__Data in this exercise__:
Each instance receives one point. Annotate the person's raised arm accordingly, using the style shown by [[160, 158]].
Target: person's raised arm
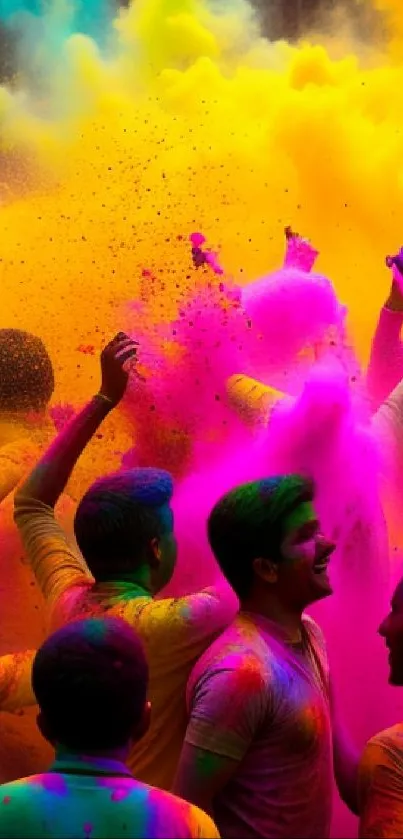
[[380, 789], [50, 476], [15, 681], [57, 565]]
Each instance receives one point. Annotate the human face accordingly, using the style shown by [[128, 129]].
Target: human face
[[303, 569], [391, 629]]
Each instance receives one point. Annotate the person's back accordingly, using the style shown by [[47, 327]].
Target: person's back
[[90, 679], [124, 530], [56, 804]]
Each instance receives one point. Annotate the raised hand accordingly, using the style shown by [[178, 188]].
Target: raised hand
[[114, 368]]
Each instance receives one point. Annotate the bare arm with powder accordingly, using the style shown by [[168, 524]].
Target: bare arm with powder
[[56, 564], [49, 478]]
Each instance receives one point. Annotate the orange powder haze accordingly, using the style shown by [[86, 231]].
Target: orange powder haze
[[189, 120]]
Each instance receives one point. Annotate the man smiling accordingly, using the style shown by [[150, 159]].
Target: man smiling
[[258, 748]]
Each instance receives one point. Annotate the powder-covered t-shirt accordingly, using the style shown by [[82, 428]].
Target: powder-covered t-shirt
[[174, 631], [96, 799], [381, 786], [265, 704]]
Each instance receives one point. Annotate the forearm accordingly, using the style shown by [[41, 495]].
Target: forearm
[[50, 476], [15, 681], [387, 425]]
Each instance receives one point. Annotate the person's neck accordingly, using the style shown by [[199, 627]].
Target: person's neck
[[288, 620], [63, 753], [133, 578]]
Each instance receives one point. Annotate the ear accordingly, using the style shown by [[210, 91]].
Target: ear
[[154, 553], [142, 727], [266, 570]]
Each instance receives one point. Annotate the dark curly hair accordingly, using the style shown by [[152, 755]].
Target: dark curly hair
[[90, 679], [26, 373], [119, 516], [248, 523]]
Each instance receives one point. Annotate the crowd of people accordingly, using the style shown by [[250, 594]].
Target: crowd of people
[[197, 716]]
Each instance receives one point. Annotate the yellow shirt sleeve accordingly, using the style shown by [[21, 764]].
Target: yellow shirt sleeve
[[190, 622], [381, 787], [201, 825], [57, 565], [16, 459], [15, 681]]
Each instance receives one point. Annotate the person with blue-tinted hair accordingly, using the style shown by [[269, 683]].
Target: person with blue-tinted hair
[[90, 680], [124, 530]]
---
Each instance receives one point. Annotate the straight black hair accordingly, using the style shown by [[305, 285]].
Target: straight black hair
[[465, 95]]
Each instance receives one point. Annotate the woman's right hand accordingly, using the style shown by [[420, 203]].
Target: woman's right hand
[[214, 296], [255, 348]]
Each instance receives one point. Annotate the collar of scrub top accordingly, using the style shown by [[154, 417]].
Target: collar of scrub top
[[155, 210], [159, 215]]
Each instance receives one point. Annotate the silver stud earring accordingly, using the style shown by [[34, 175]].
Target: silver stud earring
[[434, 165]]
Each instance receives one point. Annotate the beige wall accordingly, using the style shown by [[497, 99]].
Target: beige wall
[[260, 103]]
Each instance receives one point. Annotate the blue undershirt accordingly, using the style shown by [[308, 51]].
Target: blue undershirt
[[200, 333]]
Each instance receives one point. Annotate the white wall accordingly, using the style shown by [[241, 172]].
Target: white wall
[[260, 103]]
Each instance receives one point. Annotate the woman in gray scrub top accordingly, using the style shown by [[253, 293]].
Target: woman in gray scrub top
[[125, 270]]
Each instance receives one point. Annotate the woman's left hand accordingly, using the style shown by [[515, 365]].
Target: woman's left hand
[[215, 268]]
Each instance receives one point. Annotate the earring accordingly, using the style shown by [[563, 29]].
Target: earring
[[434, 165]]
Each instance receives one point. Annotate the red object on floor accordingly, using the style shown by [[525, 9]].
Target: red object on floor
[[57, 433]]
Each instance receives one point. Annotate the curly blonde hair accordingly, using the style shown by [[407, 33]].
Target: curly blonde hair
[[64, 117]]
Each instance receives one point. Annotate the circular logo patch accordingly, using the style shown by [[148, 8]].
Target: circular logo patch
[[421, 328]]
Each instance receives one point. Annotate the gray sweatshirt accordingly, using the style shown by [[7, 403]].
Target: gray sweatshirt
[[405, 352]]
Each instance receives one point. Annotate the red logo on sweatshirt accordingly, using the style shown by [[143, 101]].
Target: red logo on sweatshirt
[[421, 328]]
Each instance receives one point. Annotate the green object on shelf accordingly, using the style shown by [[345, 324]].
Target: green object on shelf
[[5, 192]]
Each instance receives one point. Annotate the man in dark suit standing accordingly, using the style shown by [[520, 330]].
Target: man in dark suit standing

__Task goal__:
Would you output, from the records above, exactly the run of lines that starts at the line containing "Target: gray sweatshirt" and ends at the line containing "Each instance receives one point. Annotate the green", and only that run?

__Response to the exercise__:
Target: gray sweatshirt
[[405, 352]]
Each instance receives one point. Annotate the red logo on sweatshirt accordingly, using the style shown by [[143, 101]].
Target: red logo on sweatshirt
[[421, 328]]
Each instance receives one point. Annotate the green object on shelf accordingly, using the style shown by [[345, 324]].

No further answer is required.